• [Provided information]
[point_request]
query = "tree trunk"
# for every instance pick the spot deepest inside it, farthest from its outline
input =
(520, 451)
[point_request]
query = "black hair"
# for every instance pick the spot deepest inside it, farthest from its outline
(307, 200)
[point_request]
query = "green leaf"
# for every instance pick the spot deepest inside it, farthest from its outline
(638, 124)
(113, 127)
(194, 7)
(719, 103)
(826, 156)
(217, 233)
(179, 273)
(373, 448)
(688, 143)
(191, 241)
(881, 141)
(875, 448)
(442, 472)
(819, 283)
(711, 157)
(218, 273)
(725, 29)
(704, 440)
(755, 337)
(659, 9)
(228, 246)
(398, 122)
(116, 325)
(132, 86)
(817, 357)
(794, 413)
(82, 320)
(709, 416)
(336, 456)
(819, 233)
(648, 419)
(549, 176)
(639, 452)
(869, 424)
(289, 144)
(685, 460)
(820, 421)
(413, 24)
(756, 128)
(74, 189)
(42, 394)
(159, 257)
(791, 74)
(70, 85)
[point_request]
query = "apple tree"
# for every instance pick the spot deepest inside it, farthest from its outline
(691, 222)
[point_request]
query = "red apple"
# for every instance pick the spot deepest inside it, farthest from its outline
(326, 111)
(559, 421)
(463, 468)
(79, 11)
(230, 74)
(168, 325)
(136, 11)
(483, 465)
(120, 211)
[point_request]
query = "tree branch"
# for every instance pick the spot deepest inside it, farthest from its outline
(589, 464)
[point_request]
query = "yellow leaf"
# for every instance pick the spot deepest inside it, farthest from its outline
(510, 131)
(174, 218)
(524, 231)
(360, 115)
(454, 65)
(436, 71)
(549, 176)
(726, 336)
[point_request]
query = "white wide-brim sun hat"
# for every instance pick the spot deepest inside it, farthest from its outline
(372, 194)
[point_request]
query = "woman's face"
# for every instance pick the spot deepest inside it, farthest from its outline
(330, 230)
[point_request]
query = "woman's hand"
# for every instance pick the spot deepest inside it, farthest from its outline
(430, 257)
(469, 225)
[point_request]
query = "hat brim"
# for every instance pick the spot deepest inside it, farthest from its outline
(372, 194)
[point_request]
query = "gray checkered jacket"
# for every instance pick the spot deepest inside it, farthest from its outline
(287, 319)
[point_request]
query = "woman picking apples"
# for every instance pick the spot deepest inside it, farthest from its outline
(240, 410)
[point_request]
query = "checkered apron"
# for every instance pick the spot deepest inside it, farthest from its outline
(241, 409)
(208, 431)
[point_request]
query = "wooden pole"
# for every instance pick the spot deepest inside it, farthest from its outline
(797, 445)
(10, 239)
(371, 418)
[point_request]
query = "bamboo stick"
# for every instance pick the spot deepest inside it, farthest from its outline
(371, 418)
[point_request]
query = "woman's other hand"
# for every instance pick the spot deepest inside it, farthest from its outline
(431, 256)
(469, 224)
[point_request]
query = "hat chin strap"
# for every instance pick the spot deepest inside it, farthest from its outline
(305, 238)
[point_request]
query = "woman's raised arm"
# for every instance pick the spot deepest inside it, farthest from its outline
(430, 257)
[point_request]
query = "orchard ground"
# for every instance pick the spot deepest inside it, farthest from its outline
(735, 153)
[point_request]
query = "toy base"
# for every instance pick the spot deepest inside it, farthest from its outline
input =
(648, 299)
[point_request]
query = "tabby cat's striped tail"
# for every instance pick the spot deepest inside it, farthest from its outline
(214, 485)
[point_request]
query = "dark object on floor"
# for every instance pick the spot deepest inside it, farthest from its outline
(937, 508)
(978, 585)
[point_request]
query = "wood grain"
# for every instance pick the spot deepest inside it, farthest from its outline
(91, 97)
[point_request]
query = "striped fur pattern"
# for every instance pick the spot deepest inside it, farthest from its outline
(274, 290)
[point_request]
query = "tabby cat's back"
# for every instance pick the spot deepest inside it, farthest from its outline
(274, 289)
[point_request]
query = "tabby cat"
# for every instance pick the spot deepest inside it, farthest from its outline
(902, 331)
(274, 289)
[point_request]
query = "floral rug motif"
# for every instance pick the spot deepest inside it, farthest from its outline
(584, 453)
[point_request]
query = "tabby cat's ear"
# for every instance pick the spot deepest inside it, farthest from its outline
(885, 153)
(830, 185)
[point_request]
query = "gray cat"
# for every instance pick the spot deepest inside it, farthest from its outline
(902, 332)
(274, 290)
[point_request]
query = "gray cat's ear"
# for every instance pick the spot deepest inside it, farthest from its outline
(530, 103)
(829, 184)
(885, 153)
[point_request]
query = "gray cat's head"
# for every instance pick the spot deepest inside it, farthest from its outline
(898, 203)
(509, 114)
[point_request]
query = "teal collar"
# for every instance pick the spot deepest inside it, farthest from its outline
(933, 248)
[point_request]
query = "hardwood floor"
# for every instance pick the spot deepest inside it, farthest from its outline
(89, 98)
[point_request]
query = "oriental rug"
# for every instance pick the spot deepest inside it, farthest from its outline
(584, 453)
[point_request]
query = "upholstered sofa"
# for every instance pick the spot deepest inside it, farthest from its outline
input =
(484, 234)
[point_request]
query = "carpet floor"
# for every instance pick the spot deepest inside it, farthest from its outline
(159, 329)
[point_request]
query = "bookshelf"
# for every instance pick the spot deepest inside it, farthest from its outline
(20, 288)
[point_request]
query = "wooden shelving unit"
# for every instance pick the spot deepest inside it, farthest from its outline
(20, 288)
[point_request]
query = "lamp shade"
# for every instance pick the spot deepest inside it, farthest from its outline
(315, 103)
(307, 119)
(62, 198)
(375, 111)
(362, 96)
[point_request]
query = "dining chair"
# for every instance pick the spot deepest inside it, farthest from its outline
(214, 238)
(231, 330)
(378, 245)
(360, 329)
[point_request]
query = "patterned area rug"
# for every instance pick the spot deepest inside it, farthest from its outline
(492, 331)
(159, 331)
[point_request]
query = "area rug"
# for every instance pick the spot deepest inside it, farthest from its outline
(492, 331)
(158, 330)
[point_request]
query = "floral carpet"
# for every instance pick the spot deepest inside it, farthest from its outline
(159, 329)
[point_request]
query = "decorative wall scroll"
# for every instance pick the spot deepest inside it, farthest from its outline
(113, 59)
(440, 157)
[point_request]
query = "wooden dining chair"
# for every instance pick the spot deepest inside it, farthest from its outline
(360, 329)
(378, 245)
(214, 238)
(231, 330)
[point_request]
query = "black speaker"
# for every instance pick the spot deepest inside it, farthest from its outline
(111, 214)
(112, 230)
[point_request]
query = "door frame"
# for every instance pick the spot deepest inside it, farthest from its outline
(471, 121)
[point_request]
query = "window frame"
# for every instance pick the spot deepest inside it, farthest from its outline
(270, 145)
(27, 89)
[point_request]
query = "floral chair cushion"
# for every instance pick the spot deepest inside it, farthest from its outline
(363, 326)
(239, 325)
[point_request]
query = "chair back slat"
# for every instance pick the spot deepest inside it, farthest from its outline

• [Task objective]
Copy out all of the records above with nothing altered.

• [Written reply]
[point_request]
query = "tree trunk"
# for every instance pick the spot deepest inside it, farthest from its outline
input =
(520, 451)
[point_request]
query = "black hair"
# for every instance pick the spot deepest inside it, farthest from its outline
(307, 200)
[point_request]
query = "green leaf"
# for every instance pick the spot deepest inside it, farthest from its outline
(638, 124)
(113, 127)
(194, 7)
(719, 103)
(826, 156)
(217, 233)
(179, 273)
(373, 448)
(688, 143)
(191, 241)
(881, 141)
(875, 448)
(442, 472)
(819, 283)
(711, 157)
(218, 273)
(725, 29)
(704, 440)
(755, 337)
(659, 9)
(228, 246)
(398, 122)
(116, 325)
(132, 86)
(817, 357)
(794, 413)
(82, 320)
(709, 416)
(336, 456)
(819, 233)
(648, 419)
(549, 176)
(639, 452)
(869, 424)
(289, 144)
(685, 460)
(820, 421)
(413, 24)
(756, 128)
(74, 189)
(42, 394)
(159, 257)
(791, 74)
(70, 85)
[point_request]
query = "apple tree"
# for every instance pick the spot deepest inside it, farthest from its outline
(691, 222)
[point_request]
query = "red apple"
# for every instance pick the spot deepest inside it, farthest from its outline
(326, 111)
(559, 421)
(463, 468)
(79, 11)
(230, 74)
(168, 325)
(136, 11)
(483, 465)
(120, 211)
[point_request]
query = "tree branch"
# for every instance pick the spot deepest inside it, farthest from its outline
(589, 464)
[point_request]
query = "yellow leaf"
# for every instance pick the spot deepest inside it, farthest from its outline
(510, 131)
(174, 218)
(524, 231)
(360, 115)
(454, 65)
(436, 71)
(549, 176)
(726, 336)
[point_request]
query = "white wide-brim sun hat"
# for every instance pick the spot deepest inside it, farthest from its outline
(372, 194)
[point_request]
query = "woman's face"
# for every instance pick the spot deepest inside it, farthest from its outline
(330, 230)
[point_request]
query = "woman's hand"
# for every instance pick the spot deepest inside it, farthest from its outline
(430, 257)
(469, 225)
[point_request]
query = "hat brim"
# for every instance pick the spot deepest inside it, farthest from its outline
(372, 194)
[point_request]
query = "gray checkered jacket"
# for every instance pick the spot deepest inside it, farthest from its outline
(287, 319)
[point_request]
query = "woman picking apples"
# for every instance pick the spot deepest inside it, farthest from its outline
(240, 410)
[point_request]
query = "checkered apron"
# for every instance pick the spot deepest inside it, farthest from its outline
(241, 409)
(208, 431)
[point_request]
query = "wooden pole"
# for every instance pick the spot deepest inside it, farthest from its outline
(797, 445)
(10, 239)
(371, 418)
[point_request]
query = "bamboo stick"
# for every instance pick the spot deepest inside it, farthest from its outline
(371, 418)
[point_request]
query = "woman's other hand"
# for every instance pick the spot deepest inside it, farthest from its outline
(431, 256)
(469, 224)
[point_request]
query = "hat chin strap"
# for every instance pick the spot deepest inside it, farthest from its outline
(305, 238)
[point_request]
query = "woman's raised arm"
# for every instance pick the spot deepest inside it, farthest from its outline
(430, 257)
[point_request]
query = "orchard ground"
# for every instance pick the spot deepest inside it, farthest from its outline
(735, 153)
[point_request]
query = "toy base"
# for every instance pick the spot deepest inside it, farthest from its outline
input =
(648, 299)
[point_request]
query = "tabby cat's striped tail"
# for every instance pick the spot deepest inside it, farthest from its outline
(214, 485)
[point_request]
query = "dark object on floor"
# for every instance pick the spot deepest inside it, farthest from its outline
(937, 508)
(978, 585)
[point_request]
query = "wood grain"
# for every instance pick the spot deepest inside it, farthest from its outline
(91, 97)
[point_request]
query = "striped fur pattern"
# for every instance pick the spot deepest inside it, farthest from its outline
(274, 290)
[point_request]
query = "tabby cat's back"
# for every instance pick the spot deepest inside it, farthest from its outline
(274, 289)
[point_request]
query = "tabby cat"
# for every instance pick the spot deepest inside it, farthest from its outline
(902, 331)
(274, 289)
[point_request]
query = "floral rug motif"
# for every instance pick the spot deepest inside it, farthest from its outline
(584, 453)
[point_request]
query = "tabby cat's ear"
# for every instance pick the spot deepest inside it, farthest from its outline
(885, 153)
(830, 185)
[point_request]
query = "gray cat"
# for every instance pick the spot deepest inside it, farthest from its outline
(902, 332)
(274, 290)
[point_request]
query = "gray cat's ear"
# for every instance pick the spot deepest inside it, farthest from its outline
(530, 103)
(829, 184)
(885, 153)
[point_request]
query = "gray cat's head"
# for every instance pick the spot deepest inside it, farthest from its outline
(898, 203)
(509, 114)
[point_request]
query = "teal collar"
# for every instance pick the spot deepest inside it, farthest from its outline
(933, 248)
[point_request]
query = "hardwood floor"
# for every instance pick the spot deepest inside it, farthest from its outline
(89, 98)
[point_request]
query = "oriental rug"
# for every instance pick the spot deepest inside it, farthest from its outline
(584, 453)
[point_request]
query = "upholstered sofa"
# for every instance pick the spot deepest inside it, farthest from its outline
input =
(484, 234)
[point_request]
query = "carpet floor"
# for every instance pick the spot deepest inside it, farthest from its outline
(159, 329)
[point_request]
query = "bookshelf"
# for every instance pick the spot deepest inside it, farthest from its outline
(20, 288)
[point_request]
query = "wooden shelving unit"
# for every instance pick the spot deepest inside it, farthest from its outline
(20, 288)
[point_request]
query = "lamp shade"
# for every instance pick the spot deepest inside it, farthest from its outline
(315, 103)
(307, 119)
(62, 198)
(375, 111)
(362, 96)
[point_request]
query = "dining chair"
# for every instance pick the spot deepest inside it, farthest from its outline
(214, 238)
(231, 330)
(378, 245)
(360, 329)
[point_request]
query = "patterned area rug"
# for every instance pick the spot deepest inside it, farthest from its outline
(492, 331)
(159, 331)
[point_request]
query = "area rug"
# for every instance pick the spot deepest inside it, farthest from its outline
(492, 331)
(158, 330)
[point_request]
query = "floral carpet"
# for every instance pick the spot deepest inside it, farthest from its outline
(159, 329)
[point_request]
query = "decorative wall scroll"
# for every instance pick the spot deepest inside it, farthest from its outline
(113, 59)
(440, 157)
[point_request]
query = "wooden dining chair"
# for every instance pick the spot deepest inside it, farthest from its outline
(360, 329)
(378, 245)
(214, 238)
(231, 330)
[point_request]
query = "black speaker"
# for every instance pick the spot deepest inside it, farthest from its outline
(111, 214)
(112, 230)
[point_request]
query = "door frame"
# for every instance pick the spot deepest inside it, farthest from its outline
(471, 121)
[point_request]
query = "window frame"
# for every instance pick the spot deepest inside it, farthest from its outline
(270, 145)
(27, 89)
[point_request]
query = "floral chair cushion"
# for every instance pick the spot deepest inside it, farthest from its outline
(363, 326)
(239, 325)
[point_request]
query = "chair back slat"
# for every instance pick the spot deepest inside it, farthest from its outline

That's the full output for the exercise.